*** Opening of WORKING DATA ***

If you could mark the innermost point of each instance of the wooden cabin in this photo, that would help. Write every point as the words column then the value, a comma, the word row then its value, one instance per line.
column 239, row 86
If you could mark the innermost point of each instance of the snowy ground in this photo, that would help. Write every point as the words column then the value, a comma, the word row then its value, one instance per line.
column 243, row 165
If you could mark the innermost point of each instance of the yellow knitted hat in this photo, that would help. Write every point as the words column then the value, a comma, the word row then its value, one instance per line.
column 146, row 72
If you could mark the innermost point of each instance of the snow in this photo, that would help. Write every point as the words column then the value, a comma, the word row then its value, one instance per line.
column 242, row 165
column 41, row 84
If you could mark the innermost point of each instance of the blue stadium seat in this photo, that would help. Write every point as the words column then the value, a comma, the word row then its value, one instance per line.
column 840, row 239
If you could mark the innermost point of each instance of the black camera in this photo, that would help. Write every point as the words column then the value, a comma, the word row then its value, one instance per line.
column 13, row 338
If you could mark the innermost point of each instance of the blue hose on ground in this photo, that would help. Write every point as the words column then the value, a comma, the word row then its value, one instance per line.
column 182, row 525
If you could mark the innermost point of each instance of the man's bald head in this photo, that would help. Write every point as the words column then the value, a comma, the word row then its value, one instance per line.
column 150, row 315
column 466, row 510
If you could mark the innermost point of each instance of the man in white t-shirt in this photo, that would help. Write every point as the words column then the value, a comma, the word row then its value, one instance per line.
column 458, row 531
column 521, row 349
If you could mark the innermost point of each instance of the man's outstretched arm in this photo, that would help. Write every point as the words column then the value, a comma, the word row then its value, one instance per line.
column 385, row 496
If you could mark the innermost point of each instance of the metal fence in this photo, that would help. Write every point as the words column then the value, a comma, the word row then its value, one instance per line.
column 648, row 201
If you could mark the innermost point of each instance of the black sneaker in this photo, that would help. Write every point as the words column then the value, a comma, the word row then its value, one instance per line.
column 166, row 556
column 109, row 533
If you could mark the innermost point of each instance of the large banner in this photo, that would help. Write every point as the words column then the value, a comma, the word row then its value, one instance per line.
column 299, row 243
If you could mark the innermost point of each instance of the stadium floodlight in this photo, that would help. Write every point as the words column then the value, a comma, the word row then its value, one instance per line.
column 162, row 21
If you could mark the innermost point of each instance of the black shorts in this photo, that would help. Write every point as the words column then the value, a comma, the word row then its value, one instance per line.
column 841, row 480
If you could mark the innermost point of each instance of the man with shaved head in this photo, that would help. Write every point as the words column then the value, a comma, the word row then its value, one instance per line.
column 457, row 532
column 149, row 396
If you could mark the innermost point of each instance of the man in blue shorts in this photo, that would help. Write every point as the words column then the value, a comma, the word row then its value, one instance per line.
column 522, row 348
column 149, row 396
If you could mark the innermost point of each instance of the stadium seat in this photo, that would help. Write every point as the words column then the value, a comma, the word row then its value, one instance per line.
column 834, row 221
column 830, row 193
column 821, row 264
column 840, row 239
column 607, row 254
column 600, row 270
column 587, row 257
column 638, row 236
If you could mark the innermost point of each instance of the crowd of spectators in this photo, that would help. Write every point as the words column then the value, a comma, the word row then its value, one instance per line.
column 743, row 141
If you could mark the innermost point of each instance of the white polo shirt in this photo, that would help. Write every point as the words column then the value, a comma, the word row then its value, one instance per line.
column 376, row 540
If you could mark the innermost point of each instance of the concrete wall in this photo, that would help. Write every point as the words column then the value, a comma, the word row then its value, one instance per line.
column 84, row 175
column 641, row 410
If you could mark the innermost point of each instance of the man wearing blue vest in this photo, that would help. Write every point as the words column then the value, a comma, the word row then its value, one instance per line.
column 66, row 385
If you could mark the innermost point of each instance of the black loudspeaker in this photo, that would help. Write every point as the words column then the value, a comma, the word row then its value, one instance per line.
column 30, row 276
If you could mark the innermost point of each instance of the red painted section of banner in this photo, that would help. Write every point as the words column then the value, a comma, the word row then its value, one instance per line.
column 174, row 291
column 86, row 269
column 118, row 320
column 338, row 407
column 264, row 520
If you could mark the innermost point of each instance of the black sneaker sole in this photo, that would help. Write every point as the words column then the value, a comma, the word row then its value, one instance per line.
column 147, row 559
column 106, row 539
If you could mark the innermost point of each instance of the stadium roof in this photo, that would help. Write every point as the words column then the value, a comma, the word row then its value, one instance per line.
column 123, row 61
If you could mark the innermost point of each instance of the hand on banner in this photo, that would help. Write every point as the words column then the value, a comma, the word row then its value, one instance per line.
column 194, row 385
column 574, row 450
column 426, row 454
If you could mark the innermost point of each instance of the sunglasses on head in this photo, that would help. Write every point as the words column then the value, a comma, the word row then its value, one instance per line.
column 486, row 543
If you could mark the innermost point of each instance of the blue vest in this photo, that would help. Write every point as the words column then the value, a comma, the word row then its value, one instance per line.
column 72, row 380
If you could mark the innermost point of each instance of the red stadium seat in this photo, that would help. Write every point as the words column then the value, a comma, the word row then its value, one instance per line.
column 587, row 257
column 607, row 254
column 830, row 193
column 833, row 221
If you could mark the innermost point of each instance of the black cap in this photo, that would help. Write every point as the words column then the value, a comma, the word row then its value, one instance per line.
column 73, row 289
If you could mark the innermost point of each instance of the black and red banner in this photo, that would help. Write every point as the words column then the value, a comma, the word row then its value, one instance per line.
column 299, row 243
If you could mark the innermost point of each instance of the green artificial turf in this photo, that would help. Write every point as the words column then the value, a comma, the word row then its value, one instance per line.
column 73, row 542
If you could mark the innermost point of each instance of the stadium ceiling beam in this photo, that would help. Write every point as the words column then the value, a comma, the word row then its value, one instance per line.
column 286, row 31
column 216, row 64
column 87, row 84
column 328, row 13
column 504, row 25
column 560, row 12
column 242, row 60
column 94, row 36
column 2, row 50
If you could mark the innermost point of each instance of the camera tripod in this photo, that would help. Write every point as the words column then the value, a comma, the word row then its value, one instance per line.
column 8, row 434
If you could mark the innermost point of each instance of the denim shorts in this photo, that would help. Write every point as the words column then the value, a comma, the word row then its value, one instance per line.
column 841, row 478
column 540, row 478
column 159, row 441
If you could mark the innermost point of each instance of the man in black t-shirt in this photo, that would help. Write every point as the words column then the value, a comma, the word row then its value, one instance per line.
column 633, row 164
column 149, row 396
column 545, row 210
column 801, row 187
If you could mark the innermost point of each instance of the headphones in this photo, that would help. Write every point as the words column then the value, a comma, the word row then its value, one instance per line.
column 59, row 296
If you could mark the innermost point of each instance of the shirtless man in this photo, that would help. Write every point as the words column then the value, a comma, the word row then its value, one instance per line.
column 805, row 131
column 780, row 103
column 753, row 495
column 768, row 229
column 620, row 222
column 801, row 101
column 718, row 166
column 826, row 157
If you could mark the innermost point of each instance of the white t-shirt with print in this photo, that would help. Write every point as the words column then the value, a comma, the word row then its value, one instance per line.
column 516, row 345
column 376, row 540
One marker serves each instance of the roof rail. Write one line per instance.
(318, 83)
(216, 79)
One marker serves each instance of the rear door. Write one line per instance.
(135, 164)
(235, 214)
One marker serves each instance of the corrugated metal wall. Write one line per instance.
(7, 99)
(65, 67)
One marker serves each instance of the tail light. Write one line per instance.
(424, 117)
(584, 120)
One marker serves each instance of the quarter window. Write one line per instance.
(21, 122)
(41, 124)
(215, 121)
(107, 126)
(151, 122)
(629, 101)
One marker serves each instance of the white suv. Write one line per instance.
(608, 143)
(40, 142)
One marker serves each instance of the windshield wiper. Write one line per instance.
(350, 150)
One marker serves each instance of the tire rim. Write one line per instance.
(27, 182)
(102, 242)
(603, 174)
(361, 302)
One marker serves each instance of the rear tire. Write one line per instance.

*** Close of WORKING DATA ***

__TASK STATEMENT__
Could you repeat every record word for word?

__ANSWER BOX__
If you could mark the innermost point of each instance of the wooden cabin in this photo, that would help. Write every point as the words column then the value, a comma, the word row then its value, one instance per line.
column 239, row 86
If you could mark the innermost point of each instance of the snowy ground in this photo, that would help. Write every point as the words column then the value, a comma, the word row then its value, one instance per line.
column 243, row 165
If you could mark the innermost point of each instance of the yellow knitted hat in this photo, that would help. Write every point as the words column then the value, a comma, the word row then its value, one instance per line.
column 146, row 72
If you could mark the innermost point of each instance of the snow in this photo, that would help. Write every point as the words column then the value, a comma, the word row then its value, one instance per line.
column 242, row 165
column 41, row 84
If you could mark the innermost point of each instance of the blue stadium seat in this photo, that would help. Write every point as the words column then the value, a comma, the word row then its value, one instance per line.
column 840, row 239
If you could mark the innermost point of each instance of the black camera in this photo, that would help. Write every point as the words column then the value, a comma, the word row then its value, one instance per line.
column 13, row 338
If you could mark the innermost point of each instance of the blue hose on ground in this photo, that would help. Write every point as the words column then the value, a comma, the word row then its value, one instance per line.
column 182, row 525
If you could mark the innermost point of each instance of the man's bald head in this photo, that would help. Write every point as the words column then the value, a comma, the word row then its value, one instance per line.
column 150, row 315
column 466, row 510
If you could mark the innermost point of each instance of the man in white t-shirt in this photo, that would help. Write every point as the words column then the value, a comma, the word row then its value, one instance per line.
column 458, row 531
column 521, row 349
If you could mark the innermost point of each instance of the man's outstretched arm in this photo, that would help. Write every point as the words column then the value, a comma, the word row then its value, one instance per line.
column 385, row 496
If you could mark the innermost point of each instance of the metal fence in this photo, that would help. Write every point as the words column then the value, a comma, the word row then its value, one instance per line.
column 648, row 201
If you could mark the innermost point of each instance of the black sneaker in this photo, that would help. Write every point as the words column then the value, a comma, the word row then its value, one instance per line.
column 166, row 556
column 109, row 533
If you could mark the innermost point of each instance of the large banner in this photo, that would help. Write every point as the words column then the value, a comma, the word row then its value, one instance per line.
column 299, row 243
If you could mark the innermost point of each instance of the stadium floodlight in this photo, that would help. Write every point as the words column then the value, a comma, the word row then its value, one instance per line.
column 162, row 21
If you could mark the innermost point of each instance of the black shorts in this photo, that would help. Write every point as the words column then the value, a comma, the word row then its value, one instance per line.
column 841, row 480
If you could mark the innermost point of each instance of the man with shaved head in this photo, that would help. Write every point as the words column then the value, a comma, the word row then its value, one instance per line.
column 457, row 532
column 149, row 396
If you could mark the innermost point of each instance of the man in blue shorts in this photo, that would help. Write every point as the words column then the value, a comma, the word row then its value, one instance per line.
column 522, row 348
column 149, row 396
If you could mark the innermost point of each instance of the stadium seat in this photo, that would help. Write every point as the words column then the value, a comma, the word row then its value, one instance per line.
column 834, row 221
column 830, row 193
column 821, row 264
column 840, row 239
column 607, row 254
column 600, row 270
column 587, row 257
column 638, row 236
If you could mark the innermost point of each instance of the crowd of spectators in this photo, that would help. Write every point as the words column then the value, a comma, the word row then its value, one instance per line.
column 743, row 141
If you could mark the innermost point of each instance of the white polo shirt in this photo, that would help. Write every point as the words column then the value, a comma, the word row then its value, one instance per line.
column 376, row 540
If you could mark the innermost point of each instance of the concrete wall in this photo, that would help. Write every point as the words column then the value, a comma, the word row then its value, one instance per line.
column 84, row 175
column 641, row 410
If you could mark the innermost point of each instance of the man wearing blue vest in this photo, that would help. Write every point as the words column then the value, a comma, the word row then its value, one instance per line.
column 66, row 385
If you could mark the innermost point of each instance of the black loudspeaker in this photo, that would help. Write every point as the words column then the value, a comma, the word row then its value, one instance per line.
column 30, row 276
If you could mark the innermost point of each instance of the red painted section of banner in this photo, that would help. Write every point as the words column then the value, a comma, the word row then its value, one instance per line.
column 174, row 291
column 86, row 269
column 118, row 320
column 338, row 407
column 264, row 520
If you could mark the innermost point of each instance of the black sneaker sole in this photo, that would help. Write every point as the words column then the value, a comma, the word row then its value, one instance per line.
column 147, row 559
column 106, row 539
If you could mark the innermost point of each instance of the stadium roof in this photo, that would help. Write every point as the words column then the value, a comma, the word row then its value, one instance per line.
column 123, row 61
If you could mark the innermost point of each instance of the hand on banner in this photo, that would help. Write every point as the words column then the value, a comma, the word row then its value, one instance per line.
column 194, row 385
column 574, row 450
column 426, row 454
If you could mark the innermost point of each instance of the sunglasses on head in this photo, that would help. Write every point as the words column then the value, a comma, the word row then its value, one instance per line.
column 486, row 543
If you could mark the innermost point of each instance of the blue vest in this photo, that would help. Write every point as the words column then the value, a comma, the word row then its value, one instance per line.
column 72, row 380
If you could mark the innermost point of each instance of the red stadium seat in this photo, that would help. Write every point as the words column then the value, a comma, the word row then its value, one instance per line.
column 587, row 257
column 607, row 254
column 830, row 193
column 833, row 221
If you could mark the innermost point of each instance of the black cap in this photo, that would help. Write every point as the words column then the value, a comma, the word row then its value, one instance per line.
column 73, row 289
If you could mark the innermost point of each instance of the black and red banner in this photo, that would help. Write every point as the words column then the value, a comma, the word row then its value, one instance per line.
column 299, row 243
If you could mark the innermost point of each instance of the green artificial turf in this photo, that would help. Write every point as the words column then the value, a comma, the word row then its value, one instance per line.
column 73, row 542
If you could mark the innermost point of each instance of the stadium ceiling beam in this photo, that would help. Write every point as the words column then the value, a comma, the word row then its value, one instance per line.
column 286, row 31
column 216, row 64
column 87, row 84
column 328, row 13
column 504, row 25
column 560, row 12
column 242, row 60
column 94, row 36
column 2, row 50
If you could mark the innermost point of each instance of the camera tripod in this photo, that would help. Write every point as the words column then the value, a comma, the word row then its value, one instance per line.
column 8, row 434
If you could mark the innermost point of each instance of the denim shorts in this photo, that would help. Write every point as the words column then the value, a comma, the word row then its value, one instance per line.
column 841, row 478
column 540, row 478
column 159, row 441
If you could mark the innermost point of each instance of the man in black t-shirt in this photo, that would help. Write every point as the words column then the value, a comma, the word row then its value, one instance per line.
column 633, row 164
column 149, row 396
column 545, row 210
column 801, row 187
If you could mark the innermost point of each instance of the headphones in this photo, that would help. Write every point as the words column then the value, a comma, the word row then its value, one instance per line.
column 59, row 296
If you could mark the innermost point of each instance of the shirtless man in this photo, that would help. Write every point as the words column then the value, a comma, the word row then its value, one instance per line.
column 805, row 131
column 780, row 103
column 753, row 495
column 768, row 229
column 620, row 222
column 801, row 101
column 718, row 166
column 826, row 157
If you could mark the innermost point of each instance of the white t-shirt with print in this photo, that would help. Write every point as the words column then the value, a comma, the word row then its value, one instance per line.
column 516, row 345
column 376, row 540
One marker serves each instance of the roof rail. Write one line per instance.
(318, 83)
(216, 79)
One marker serves each instance of the rear door. Write one line per instance.
(135, 164)
(235, 214)
One marker serves each instance of the corrugated metal wall. Write one line per instance.
(7, 99)
(65, 67)
One marker serves each instance of the tail light. Write one line per instance.
(424, 117)
(584, 120)
One marker serves each instance of the quarter window. Write one line per instance.
(21, 122)
(41, 124)
(215, 121)
(107, 126)
(151, 122)
(629, 101)
One marker serves each instance of the white suv. Write one line per instance.
(608, 143)
(40, 142)
One marker serves each instance of the windshield wiper. Write one line per instance.
(350, 150)
One marker serves each instance of the tire rim. Write one line per instance.
(27, 182)
(102, 242)
(603, 174)
(361, 302)
One marker serves each instance of the rear tire. Write one line per instance.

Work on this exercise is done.